**EXTRACT TO READ**
════

Updated

This is a rush transcript from "Your World With Neil Cavuto," October 12, 2009. This copy may not be in its final form and may be updated.

NEIL CAVUTO, HOST: Yum-o. It`s fancy out and frugal in.

Well, foodies still fretting after hearing "Gourmet" magazine is closing after 70 years.

My next guest is still cooking up big business, despite a slowing economy, though. In fact, she could be the reason why "Gourmet" is going.

(CROSSTALK)

CAVUTO: Rachael Ray`s shows, books, and magazines focus on making affordable meals. Her latest is called "Rachael Ray`s Book of 10."

She joins me right now.

Good to have you.

RACHAEL RAY, FOUNDER, RACHAEL RAY NUTRISH: Thank you. Thank you.

I hope we had nothing to do with "Gourmet" closing. I was a huge fan of "Gourmet."

CAVUTO: I think it was all your fault... RAY: Yes.

CAVUTO: ... because they`re elitists, and they put, you know, fois gras...

(CROSSTALK)

RAY: That`s actually not true. I think that "Gourmet" did a really good job in the last few years, really. They had terrific, fast and affordable.

I think they really tried...

CAVUTO: What was fast in "Gourmet"?

(CROSSTALK)

CAVUTO: I always...

(CROSSTALK)

CAVUTO: ... eight hours...

(CROSSTALK)

RAY: No. For a long time, they have had a eat it fast and fresh type column in there.

I think they were trying really hard to adapt to what people could afford to cook...

CAVUTO: Right.

RAY: ... and time-wise and pocketbook-wise.

I am very sad, for one, to see them go. I was a fan.

CAVUTO: All right.

════

**RAW RECORDS**
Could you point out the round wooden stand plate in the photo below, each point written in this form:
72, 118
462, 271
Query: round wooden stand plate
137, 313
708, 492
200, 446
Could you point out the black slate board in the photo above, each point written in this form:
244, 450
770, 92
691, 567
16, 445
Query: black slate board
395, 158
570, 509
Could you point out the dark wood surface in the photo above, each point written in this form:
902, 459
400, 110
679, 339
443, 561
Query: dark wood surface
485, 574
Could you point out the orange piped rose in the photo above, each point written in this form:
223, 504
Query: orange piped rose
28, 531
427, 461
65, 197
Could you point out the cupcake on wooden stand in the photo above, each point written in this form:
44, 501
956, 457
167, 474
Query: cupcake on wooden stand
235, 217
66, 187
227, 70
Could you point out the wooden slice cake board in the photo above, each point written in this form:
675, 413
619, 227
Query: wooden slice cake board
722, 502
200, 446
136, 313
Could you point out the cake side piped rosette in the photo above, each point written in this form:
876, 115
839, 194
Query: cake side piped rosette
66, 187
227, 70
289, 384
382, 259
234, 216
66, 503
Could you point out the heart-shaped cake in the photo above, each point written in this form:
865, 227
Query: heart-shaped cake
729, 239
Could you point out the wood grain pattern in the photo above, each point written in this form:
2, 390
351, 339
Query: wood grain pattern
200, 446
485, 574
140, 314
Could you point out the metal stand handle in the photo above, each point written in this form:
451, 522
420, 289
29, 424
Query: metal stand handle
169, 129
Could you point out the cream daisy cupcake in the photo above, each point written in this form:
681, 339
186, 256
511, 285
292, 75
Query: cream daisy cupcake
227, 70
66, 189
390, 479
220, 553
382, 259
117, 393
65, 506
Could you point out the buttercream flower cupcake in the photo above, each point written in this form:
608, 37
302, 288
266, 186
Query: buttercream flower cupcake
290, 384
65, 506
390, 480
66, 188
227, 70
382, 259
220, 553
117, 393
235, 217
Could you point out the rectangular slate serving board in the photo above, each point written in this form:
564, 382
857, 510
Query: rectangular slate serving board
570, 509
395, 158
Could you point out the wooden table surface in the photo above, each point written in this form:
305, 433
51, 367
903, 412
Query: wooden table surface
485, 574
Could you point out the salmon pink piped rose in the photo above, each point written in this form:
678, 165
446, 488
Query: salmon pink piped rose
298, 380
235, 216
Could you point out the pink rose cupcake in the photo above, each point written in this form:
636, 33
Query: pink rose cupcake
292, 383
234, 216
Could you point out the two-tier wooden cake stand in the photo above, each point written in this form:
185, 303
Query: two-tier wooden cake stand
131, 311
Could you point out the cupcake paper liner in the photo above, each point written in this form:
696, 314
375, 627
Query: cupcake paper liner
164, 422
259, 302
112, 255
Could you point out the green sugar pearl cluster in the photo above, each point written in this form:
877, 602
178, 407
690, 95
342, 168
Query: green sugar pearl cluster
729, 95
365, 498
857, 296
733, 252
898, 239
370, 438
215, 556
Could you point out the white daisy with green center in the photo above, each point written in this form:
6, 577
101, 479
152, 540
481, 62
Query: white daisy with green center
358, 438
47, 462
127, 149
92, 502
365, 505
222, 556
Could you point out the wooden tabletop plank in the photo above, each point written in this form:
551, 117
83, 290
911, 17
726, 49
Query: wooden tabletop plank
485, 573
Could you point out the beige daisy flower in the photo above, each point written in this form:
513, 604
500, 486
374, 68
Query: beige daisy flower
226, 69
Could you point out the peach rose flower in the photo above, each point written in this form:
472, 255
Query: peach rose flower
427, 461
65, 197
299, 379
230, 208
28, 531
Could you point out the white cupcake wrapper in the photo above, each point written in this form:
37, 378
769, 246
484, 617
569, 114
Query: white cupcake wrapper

════

**SET OF TASKS**
• 1. In the listing, rewrite the part that opens with the line containing "Could you point out the wooden tabletop" and runs through the end of the listing, changing "peach rose flower" to "apricot rose flower" and leaving everything else unchanged.
• 2. Carry on the transcript of the interview about the closing of "Gourmet" from the point where it stops.

**THE RESPONSES**
• 1.
Could you point out the wooden tabletop plank in the photo above, each point written in this form:
551, 117
83, 290
911, 17
726, 49
Query: wooden tabletop plank
485, 573
Could you point out the beige daisy flower in the photo above, each point written in this form:
513, 604
500, 486
374, 68
Query: beige daisy flower
226, 69
Could you point out the apricot rose flower in the photo above, each point written in this form:
472, 255
Query: apricot rose flower
427, 461
65, 197
299, 379
230, 208
28, 531
Could you point out the white cupcake wrapper in the photo above, each point written in this form:
37, 378
769, 246
484, 617
569, 114
Query: white cupcake wrapper

• 2.
(CROSSTALK)

CAVUTO: But you — I was strategy I was in a bookstore recently, and I was not kidding. I think you were the whole table and section, that all your books or there. Well over 14, it seemed like.

RAY: You know, we have — we have had a concept that I have stuck to since day one with the books. I will not price a cookbook for more than a DVD or a C.D.

You know, I think that what I write is pop food. And it`s sort of like pop — other items of pop culture. So, we have always tried to keep the books very affordable. And I think that`s why people can afford to pick them up maybe for themselves. But they also pick them up as a teacher gift or a neighbor gift.

And I think it keeps the books moving, and allow — and certainly allows me to keep up, keep current. The books are really like scrapbooks of everything we have been doing on the show and in the magazine. And it`s a collection of that content. And then I add on to that.

And the viewers really decide our content.

(CROSSTALK)

RAY: ... always changing.

CAVUTO: My crackpot theory on you is — I`m not really into shows like this. I barely can boil water.

(LAUGHTER)

CAVUTO: But you`re very — you seem very real. And you seem very energetic.

RAY: Thank you.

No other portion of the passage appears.